Render the stretch from the first row through the line containing "[191,40,203,56]" as a two-column CSV with the headers instruction and boxes, giving one CSV line per row. Put the instruction text and its answer each in a single quoted field, with any line breaks replaced by spaces.

═══ Dataset content ═══

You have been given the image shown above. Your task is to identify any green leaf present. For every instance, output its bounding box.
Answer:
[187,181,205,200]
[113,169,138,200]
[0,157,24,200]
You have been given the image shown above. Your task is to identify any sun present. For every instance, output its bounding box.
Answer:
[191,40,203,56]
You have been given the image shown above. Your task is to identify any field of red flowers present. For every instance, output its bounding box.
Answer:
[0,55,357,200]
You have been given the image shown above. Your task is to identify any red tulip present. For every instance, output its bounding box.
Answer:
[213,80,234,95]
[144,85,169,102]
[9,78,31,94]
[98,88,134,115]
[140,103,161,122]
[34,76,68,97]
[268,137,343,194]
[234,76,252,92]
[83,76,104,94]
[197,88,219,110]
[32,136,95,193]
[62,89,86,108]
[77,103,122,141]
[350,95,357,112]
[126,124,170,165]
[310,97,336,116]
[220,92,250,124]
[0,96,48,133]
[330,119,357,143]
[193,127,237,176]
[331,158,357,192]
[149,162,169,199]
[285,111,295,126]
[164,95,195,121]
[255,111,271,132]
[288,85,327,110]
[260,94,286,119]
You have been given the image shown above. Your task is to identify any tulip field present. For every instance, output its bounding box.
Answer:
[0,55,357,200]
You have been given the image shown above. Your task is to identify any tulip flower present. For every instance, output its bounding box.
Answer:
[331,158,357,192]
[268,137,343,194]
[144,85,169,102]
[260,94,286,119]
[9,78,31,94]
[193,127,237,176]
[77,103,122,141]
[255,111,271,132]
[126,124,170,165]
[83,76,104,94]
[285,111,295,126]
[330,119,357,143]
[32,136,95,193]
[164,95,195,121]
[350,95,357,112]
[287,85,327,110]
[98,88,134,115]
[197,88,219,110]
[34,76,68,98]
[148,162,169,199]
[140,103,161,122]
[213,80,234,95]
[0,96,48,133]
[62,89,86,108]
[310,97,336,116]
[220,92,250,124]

═══

_Response to the exercise_
instruction,boxes
"You have been given the image shown above. Your task is to identify any green leaf present. For every instance, output its bounding box. Answer:","[187,181,205,200] [113,169,138,200] [0,157,24,200]"
"You have been given the image shown above. Your task is to identify any sun present. For every instance, output its bounding box. Answer:","[191,40,203,56]"